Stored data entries
::::

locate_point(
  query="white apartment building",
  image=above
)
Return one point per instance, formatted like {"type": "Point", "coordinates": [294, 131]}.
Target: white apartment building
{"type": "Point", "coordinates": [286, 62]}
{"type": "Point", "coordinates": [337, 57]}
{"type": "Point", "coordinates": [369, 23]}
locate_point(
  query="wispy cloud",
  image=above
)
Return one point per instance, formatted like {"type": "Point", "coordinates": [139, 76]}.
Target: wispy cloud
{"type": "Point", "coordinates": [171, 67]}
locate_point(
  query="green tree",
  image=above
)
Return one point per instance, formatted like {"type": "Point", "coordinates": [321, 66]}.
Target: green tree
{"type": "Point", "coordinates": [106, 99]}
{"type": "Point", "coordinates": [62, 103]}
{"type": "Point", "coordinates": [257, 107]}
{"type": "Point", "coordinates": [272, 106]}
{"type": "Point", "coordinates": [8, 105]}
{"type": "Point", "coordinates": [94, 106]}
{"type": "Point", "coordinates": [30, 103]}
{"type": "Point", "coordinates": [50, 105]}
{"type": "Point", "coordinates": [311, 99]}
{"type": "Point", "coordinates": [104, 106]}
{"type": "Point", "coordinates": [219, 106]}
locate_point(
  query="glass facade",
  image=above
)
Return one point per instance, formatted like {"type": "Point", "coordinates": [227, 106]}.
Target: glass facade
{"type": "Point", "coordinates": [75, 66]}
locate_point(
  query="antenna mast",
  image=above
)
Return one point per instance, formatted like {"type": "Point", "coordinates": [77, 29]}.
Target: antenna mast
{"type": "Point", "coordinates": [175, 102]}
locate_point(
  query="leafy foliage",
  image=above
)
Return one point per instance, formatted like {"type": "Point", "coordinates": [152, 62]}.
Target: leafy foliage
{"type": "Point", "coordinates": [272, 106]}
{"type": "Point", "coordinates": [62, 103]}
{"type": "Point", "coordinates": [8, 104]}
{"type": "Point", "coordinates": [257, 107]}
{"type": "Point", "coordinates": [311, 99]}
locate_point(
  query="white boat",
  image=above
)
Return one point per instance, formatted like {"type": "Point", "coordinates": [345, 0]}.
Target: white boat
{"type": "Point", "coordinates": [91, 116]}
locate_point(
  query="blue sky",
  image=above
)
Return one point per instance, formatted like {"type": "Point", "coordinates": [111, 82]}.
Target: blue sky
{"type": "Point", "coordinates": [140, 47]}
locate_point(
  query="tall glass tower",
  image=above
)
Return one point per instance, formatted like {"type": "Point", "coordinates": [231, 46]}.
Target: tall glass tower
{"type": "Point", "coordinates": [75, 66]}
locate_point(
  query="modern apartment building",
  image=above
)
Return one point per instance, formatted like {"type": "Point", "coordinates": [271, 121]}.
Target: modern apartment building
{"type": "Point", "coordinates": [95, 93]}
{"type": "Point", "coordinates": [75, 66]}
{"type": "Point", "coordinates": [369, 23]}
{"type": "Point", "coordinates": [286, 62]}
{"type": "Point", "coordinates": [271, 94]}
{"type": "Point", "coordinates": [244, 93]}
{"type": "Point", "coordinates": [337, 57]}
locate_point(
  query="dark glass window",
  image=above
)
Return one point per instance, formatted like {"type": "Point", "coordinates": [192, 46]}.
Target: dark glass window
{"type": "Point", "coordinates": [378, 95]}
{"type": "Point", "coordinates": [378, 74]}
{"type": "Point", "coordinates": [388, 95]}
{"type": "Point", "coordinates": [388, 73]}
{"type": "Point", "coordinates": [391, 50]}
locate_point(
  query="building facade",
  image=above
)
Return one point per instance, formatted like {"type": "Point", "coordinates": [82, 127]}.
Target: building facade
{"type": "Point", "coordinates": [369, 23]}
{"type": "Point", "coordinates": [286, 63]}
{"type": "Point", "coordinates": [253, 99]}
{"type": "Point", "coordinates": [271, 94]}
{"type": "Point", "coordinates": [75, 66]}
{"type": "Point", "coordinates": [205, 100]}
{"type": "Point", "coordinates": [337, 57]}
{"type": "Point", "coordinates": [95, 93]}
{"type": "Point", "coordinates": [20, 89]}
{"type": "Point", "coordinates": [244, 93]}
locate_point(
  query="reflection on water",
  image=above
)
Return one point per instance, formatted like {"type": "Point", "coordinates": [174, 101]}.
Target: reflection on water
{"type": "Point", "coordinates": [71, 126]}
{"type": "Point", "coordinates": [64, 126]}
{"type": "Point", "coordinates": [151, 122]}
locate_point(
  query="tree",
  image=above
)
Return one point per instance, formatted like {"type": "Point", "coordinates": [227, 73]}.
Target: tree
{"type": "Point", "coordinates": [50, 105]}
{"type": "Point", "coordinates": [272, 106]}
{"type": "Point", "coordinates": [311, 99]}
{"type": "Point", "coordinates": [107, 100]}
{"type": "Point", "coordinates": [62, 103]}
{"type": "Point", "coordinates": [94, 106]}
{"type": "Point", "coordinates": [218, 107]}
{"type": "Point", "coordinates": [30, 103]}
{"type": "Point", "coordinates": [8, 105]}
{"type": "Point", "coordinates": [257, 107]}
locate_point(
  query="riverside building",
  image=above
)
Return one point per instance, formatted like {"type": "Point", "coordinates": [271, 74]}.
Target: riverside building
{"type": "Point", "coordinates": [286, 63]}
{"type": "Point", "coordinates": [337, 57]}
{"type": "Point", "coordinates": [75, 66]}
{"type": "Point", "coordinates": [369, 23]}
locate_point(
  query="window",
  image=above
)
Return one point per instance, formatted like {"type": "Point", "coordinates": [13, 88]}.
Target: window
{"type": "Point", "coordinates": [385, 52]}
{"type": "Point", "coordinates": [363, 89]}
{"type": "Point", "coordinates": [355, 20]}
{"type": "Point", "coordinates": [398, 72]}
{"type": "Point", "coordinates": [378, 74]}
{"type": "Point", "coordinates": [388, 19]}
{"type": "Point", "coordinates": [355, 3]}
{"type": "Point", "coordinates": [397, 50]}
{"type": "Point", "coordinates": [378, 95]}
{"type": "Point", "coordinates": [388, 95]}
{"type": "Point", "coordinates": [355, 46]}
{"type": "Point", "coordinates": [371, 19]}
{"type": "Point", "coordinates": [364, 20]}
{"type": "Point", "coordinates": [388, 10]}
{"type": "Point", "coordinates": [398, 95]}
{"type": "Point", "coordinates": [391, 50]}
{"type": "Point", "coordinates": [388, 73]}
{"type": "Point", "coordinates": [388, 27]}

::::

■ **Exercise objective**
All the data above must be copied again. Leave nothing out.

■ **Output for this exercise**
locate_point(
  query="white apartment building",
  image=above
)
Return one point per instance, formatted like {"type": "Point", "coordinates": [294, 131]}.
Target: white apartment building
{"type": "Point", "coordinates": [286, 62]}
{"type": "Point", "coordinates": [337, 57]}
{"type": "Point", "coordinates": [369, 23]}
locate_point(
  query="wispy cloud",
  image=above
)
Return one point per instance, formatted like {"type": "Point", "coordinates": [139, 76]}.
Target: wispy cloud
{"type": "Point", "coordinates": [171, 67]}
locate_point(
  query="green tree",
  image=above
)
Return one point per instance, formatted like {"type": "Point", "coordinates": [321, 66]}.
Target: green tree
{"type": "Point", "coordinates": [106, 99]}
{"type": "Point", "coordinates": [62, 103]}
{"type": "Point", "coordinates": [257, 107]}
{"type": "Point", "coordinates": [272, 106]}
{"type": "Point", "coordinates": [8, 105]}
{"type": "Point", "coordinates": [94, 106]}
{"type": "Point", "coordinates": [30, 103]}
{"type": "Point", "coordinates": [50, 105]}
{"type": "Point", "coordinates": [311, 99]}
{"type": "Point", "coordinates": [104, 106]}
{"type": "Point", "coordinates": [219, 106]}
locate_point(
  query="glass facade",
  image=above
)
Return one point per instance, formatted like {"type": "Point", "coordinates": [227, 106]}.
Target: glass facade
{"type": "Point", "coordinates": [75, 66]}
locate_point(
  query="antenna mast",
  image=above
)
Return one point per instance, formatted like {"type": "Point", "coordinates": [77, 29]}.
Target: antenna mast
{"type": "Point", "coordinates": [175, 102]}
locate_point(
  query="leafy foliage",
  image=above
)
Return one point per instance, formatted like {"type": "Point", "coordinates": [152, 62]}.
Target: leafy foliage
{"type": "Point", "coordinates": [272, 106]}
{"type": "Point", "coordinates": [62, 103]}
{"type": "Point", "coordinates": [8, 104]}
{"type": "Point", "coordinates": [257, 107]}
{"type": "Point", "coordinates": [311, 99]}
locate_point(
  query="white boat",
  image=above
)
Return one point per instance, formatted like {"type": "Point", "coordinates": [345, 0]}.
Target: white boat
{"type": "Point", "coordinates": [91, 116]}
locate_point(
  query="blue sky",
  image=above
)
Return one point per instance, formatted like {"type": "Point", "coordinates": [111, 82]}.
Target: blue sky
{"type": "Point", "coordinates": [140, 47]}
locate_point(
  query="tall glass tower",
  image=above
)
Return one point per instance, formatted like {"type": "Point", "coordinates": [231, 46]}.
Target: tall glass tower
{"type": "Point", "coordinates": [75, 66]}
locate_point(
  query="modern apartment building",
  image=above
)
Return one point per instance, formatted like {"type": "Point", "coordinates": [271, 121]}.
Target: modern apartment building
{"type": "Point", "coordinates": [95, 93]}
{"type": "Point", "coordinates": [75, 66]}
{"type": "Point", "coordinates": [369, 23]}
{"type": "Point", "coordinates": [286, 62]}
{"type": "Point", "coordinates": [271, 94]}
{"type": "Point", "coordinates": [244, 93]}
{"type": "Point", "coordinates": [337, 57]}
locate_point(
  query="dark glass window",
  image=above
)
Return one point per instance, formatted like {"type": "Point", "coordinates": [192, 46]}.
Target: dark glass window
{"type": "Point", "coordinates": [378, 95]}
{"type": "Point", "coordinates": [378, 74]}
{"type": "Point", "coordinates": [388, 95]}
{"type": "Point", "coordinates": [388, 73]}
{"type": "Point", "coordinates": [391, 50]}
locate_point(
  query="building facade",
  image=above
)
Return one point per instance, formatted like {"type": "Point", "coordinates": [82, 127]}.
Target: building facade
{"type": "Point", "coordinates": [369, 23]}
{"type": "Point", "coordinates": [286, 63]}
{"type": "Point", "coordinates": [253, 99]}
{"type": "Point", "coordinates": [271, 94]}
{"type": "Point", "coordinates": [75, 66]}
{"type": "Point", "coordinates": [205, 100]}
{"type": "Point", "coordinates": [337, 57]}
{"type": "Point", "coordinates": [95, 93]}
{"type": "Point", "coordinates": [20, 89]}
{"type": "Point", "coordinates": [244, 93]}
locate_point(
  query="reflection on water",
  image=above
)
Return one point per instance, formatted like {"type": "Point", "coordinates": [174, 101]}.
Target: reflection on water
{"type": "Point", "coordinates": [71, 126]}
{"type": "Point", "coordinates": [64, 126]}
{"type": "Point", "coordinates": [151, 122]}
locate_point(
  query="tree",
  image=above
)
Return one point per instance, formatted like {"type": "Point", "coordinates": [227, 73]}.
Target: tree
{"type": "Point", "coordinates": [50, 105]}
{"type": "Point", "coordinates": [272, 106]}
{"type": "Point", "coordinates": [311, 99]}
{"type": "Point", "coordinates": [107, 100]}
{"type": "Point", "coordinates": [62, 103]}
{"type": "Point", "coordinates": [94, 106]}
{"type": "Point", "coordinates": [218, 107]}
{"type": "Point", "coordinates": [30, 103]}
{"type": "Point", "coordinates": [8, 105]}
{"type": "Point", "coordinates": [257, 107]}
locate_point(
  query="riverside building",
  image=above
)
Return one point per instance, formatted like {"type": "Point", "coordinates": [271, 74]}.
Target: riverside building
{"type": "Point", "coordinates": [286, 63]}
{"type": "Point", "coordinates": [337, 57]}
{"type": "Point", "coordinates": [75, 66]}
{"type": "Point", "coordinates": [369, 23]}
locate_point(
  query="window",
  image=above
)
Return one point per instance, formatted like {"type": "Point", "coordinates": [13, 88]}.
Target: window
{"type": "Point", "coordinates": [385, 52]}
{"type": "Point", "coordinates": [363, 89]}
{"type": "Point", "coordinates": [355, 20]}
{"type": "Point", "coordinates": [398, 72]}
{"type": "Point", "coordinates": [378, 74]}
{"type": "Point", "coordinates": [388, 19]}
{"type": "Point", "coordinates": [355, 3]}
{"type": "Point", "coordinates": [397, 50]}
{"type": "Point", "coordinates": [378, 95]}
{"type": "Point", "coordinates": [388, 95]}
{"type": "Point", "coordinates": [355, 46]}
{"type": "Point", "coordinates": [371, 19]}
{"type": "Point", "coordinates": [364, 20]}
{"type": "Point", "coordinates": [388, 10]}
{"type": "Point", "coordinates": [398, 95]}
{"type": "Point", "coordinates": [391, 50]}
{"type": "Point", "coordinates": [388, 73]}
{"type": "Point", "coordinates": [388, 27]}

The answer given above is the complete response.